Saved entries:
-.-.-
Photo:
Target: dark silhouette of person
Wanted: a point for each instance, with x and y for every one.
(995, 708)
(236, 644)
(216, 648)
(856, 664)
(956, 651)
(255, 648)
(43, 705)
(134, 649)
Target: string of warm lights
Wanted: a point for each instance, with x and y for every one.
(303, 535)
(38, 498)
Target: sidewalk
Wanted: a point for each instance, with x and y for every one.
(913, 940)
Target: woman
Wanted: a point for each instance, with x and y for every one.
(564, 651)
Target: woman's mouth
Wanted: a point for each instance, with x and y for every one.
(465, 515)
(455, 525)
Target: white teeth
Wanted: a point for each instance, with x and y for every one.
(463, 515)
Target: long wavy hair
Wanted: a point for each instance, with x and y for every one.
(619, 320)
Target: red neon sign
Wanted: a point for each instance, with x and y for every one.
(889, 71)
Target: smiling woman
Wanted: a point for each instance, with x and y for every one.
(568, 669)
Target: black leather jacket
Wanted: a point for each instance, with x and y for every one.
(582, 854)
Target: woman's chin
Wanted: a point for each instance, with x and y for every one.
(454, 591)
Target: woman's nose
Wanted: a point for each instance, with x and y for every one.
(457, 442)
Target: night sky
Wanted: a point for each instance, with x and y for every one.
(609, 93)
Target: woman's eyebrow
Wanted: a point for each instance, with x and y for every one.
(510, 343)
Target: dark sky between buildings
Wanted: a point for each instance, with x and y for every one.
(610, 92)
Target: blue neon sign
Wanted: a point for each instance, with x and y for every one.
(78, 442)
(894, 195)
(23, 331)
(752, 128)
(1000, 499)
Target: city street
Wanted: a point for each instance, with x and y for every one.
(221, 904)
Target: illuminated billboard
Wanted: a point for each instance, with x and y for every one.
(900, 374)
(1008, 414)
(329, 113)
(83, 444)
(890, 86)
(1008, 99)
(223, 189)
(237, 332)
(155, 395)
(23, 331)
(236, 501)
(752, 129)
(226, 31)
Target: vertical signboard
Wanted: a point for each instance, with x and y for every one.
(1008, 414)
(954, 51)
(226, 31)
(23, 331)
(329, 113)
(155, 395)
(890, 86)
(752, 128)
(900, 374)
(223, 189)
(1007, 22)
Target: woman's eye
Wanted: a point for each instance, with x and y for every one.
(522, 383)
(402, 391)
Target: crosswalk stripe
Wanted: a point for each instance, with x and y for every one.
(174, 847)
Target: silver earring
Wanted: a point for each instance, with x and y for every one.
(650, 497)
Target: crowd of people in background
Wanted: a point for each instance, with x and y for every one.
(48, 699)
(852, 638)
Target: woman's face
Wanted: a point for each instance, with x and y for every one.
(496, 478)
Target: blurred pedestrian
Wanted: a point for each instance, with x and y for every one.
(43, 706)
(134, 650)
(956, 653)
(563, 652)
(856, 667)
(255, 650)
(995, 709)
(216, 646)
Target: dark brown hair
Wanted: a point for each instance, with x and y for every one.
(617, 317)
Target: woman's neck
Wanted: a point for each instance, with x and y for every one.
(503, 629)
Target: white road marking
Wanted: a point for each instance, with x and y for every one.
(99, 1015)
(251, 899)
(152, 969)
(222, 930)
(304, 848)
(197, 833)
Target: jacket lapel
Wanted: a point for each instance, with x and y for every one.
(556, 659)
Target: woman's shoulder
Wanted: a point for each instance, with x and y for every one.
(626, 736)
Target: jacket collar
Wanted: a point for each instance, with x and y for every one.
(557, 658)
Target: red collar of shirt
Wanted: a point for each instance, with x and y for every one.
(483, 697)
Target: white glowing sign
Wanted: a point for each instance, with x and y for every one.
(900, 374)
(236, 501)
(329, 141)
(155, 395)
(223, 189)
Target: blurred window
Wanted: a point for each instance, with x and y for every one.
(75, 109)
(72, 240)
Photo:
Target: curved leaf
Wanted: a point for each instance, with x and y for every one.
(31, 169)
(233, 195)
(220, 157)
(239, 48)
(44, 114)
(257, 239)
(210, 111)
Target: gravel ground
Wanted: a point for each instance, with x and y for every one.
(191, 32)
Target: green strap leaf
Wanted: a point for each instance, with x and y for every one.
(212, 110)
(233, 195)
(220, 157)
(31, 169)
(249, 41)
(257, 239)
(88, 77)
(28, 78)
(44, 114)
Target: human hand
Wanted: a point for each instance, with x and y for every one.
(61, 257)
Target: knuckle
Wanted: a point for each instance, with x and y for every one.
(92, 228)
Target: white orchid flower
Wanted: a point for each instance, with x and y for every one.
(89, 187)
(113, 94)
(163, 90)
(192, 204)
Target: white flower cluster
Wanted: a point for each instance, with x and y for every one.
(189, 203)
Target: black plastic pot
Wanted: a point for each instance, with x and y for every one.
-.-.-
_Short exercise_:
Rewrite the entire listing above, substituting "Requested" for each occurrence of "Wanted" and keeping everything else identical.

_Result below_:
Photo:
Target: dark silhouette of person
Requested: a point for each instance, with x and y for every one.
(995, 708)
(236, 644)
(216, 648)
(856, 664)
(956, 651)
(255, 648)
(43, 705)
(134, 649)
Target: string of warm lights
Requested: a point for each instance, with x and y for every one.
(303, 535)
(38, 498)
Target: sidewalk
Requested: a point for each instance, with x and y for every one.
(913, 940)
Target: woman
Requested: a point for each instance, with x and y for every one.
(564, 651)
Target: woman's mouth
Requested: a point for each instance, with x and y for every one.
(465, 515)
(455, 525)
Target: white teeth
Requested: a point for each instance, with x and y for every one.
(463, 515)
Target: long wavy hair
Requested: a point for each instance, with x and y for every one.
(619, 320)
Target: red neon sign
Requested: a point for each instance, with x and y for every one.
(889, 71)
Target: smiling woman
Requested: a point for each instance, with x and y for every one.
(568, 669)
Target: black leather jacket
Requested: a point for each instance, with x and y for every one.
(582, 854)
Target: woman's chin
Requested: a point for each instance, with x and y for every one.
(454, 591)
Target: woman's nose
Requested: a point for each instance, with x and y for every one.
(457, 442)
Target: night sky
Requested: a point for each instance, with x and y for every one.
(609, 93)
Target: woman's eyebrow
Requested: a point for each instance, with x and y for every one.
(510, 343)
Target: dark sky between buildings
Requested: a point for each instance, with x and y for every one.
(610, 92)
Target: blue neon sign
Requested: a point for each instance, with x and y for every one.
(78, 442)
(894, 195)
(23, 331)
(752, 128)
(1000, 499)
Target: city street
Requested: a point for each instance, with x and y for every one.
(221, 904)
Target: illuminated billboard
Requested: a point for each instance, with x and y for every one.
(900, 374)
(1008, 414)
(329, 113)
(83, 444)
(890, 86)
(1008, 99)
(223, 189)
(237, 332)
(155, 395)
(23, 331)
(236, 501)
(752, 129)
(226, 31)
Target: vertical signboard
Requested: a point for each instance, with x and y for every one.
(1008, 414)
(954, 51)
(226, 31)
(23, 331)
(329, 113)
(155, 395)
(890, 86)
(752, 128)
(900, 374)
(223, 189)
(1007, 22)
Target: woman's eye
Requested: a point for each instance, with x and y for every one.
(522, 383)
(402, 391)
Target: crosswalk stripe
Requested: a point for each instance, with x and y for every one.
(174, 847)
Target: silver earring
Requested: a point for each instance, with x and y for every one.
(650, 497)
Target: crowd of people in background
Requested: a point for each instance, with x and y for every one.
(48, 699)
(852, 638)
Target: woman's face
Requested: a point for each instance, with x and y for every one.
(496, 478)
Target: blurred pedestrian
Requested: a point for each instance, with x and y for every one.
(43, 706)
(134, 650)
(956, 653)
(563, 652)
(856, 667)
(255, 650)
(995, 709)
(216, 646)
Target: dark brown hair
Requested: a point for each instance, with x and y for every one.
(617, 317)
Target: woman's neck
Requested: a point for each instance, with x and y for every one.
(503, 629)
Target: white road marking
Requested: a point for each instance, with x and y for every one.
(99, 1015)
(251, 899)
(152, 969)
(222, 930)
(304, 848)
(197, 833)
Target: jacket lapel
Requested: a point for each instance, with x and y for every one.
(556, 659)
Target: woman's shoulder
Requested: a point for each instance, with x and y for every one.
(626, 736)
Target: jacket collar
Requested: a point for each instance, with x and y for every one.
(557, 658)
Target: red collar of shirt
Requested: a point for each instance, with x and y for every one.
(483, 697)
Target: white glowing sign
Requested: a point for each instance, with x and y for every one.
(900, 374)
(236, 501)
(329, 141)
(155, 395)
(223, 189)
Target: blurred window
Requested: a point for each instance, with x and y for every one.
(75, 109)
(72, 240)
Photo:
Target: curved leaf
Requested: a point for each instance, with x and y for every one.
(31, 169)
(233, 195)
(220, 157)
(239, 48)
(44, 114)
(257, 239)
(210, 111)
Target: gravel ground
Requested: a point for each instance, with x and y for every one.
(191, 32)
Target: green strap leaf
Requested: a point for each instance, with x and y for every one.
(212, 110)
(233, 195)
(220, 157)
(31, 169)
(249, 41)
(257, 239)
(88, 77)
(28, 78)
(44, 114)
Target: human hand
Requested: a point for each instance, with x and y for every one.
(61, 257)
Target: knuckle
Requested: a point for each instance, with x and y for every one.
(92, 228)
Target: white orchid flower
Requested: a point for each instance, with x and y for every one.
(89, 187)
(113, 94)
(163, 90)
(192, 204)
Target: white flower cluster
Requested: a point for each instance, with x and y for every one.
(189, 203)
Target: black plastic pot
Requested: a point for each instance, with x and y for every one.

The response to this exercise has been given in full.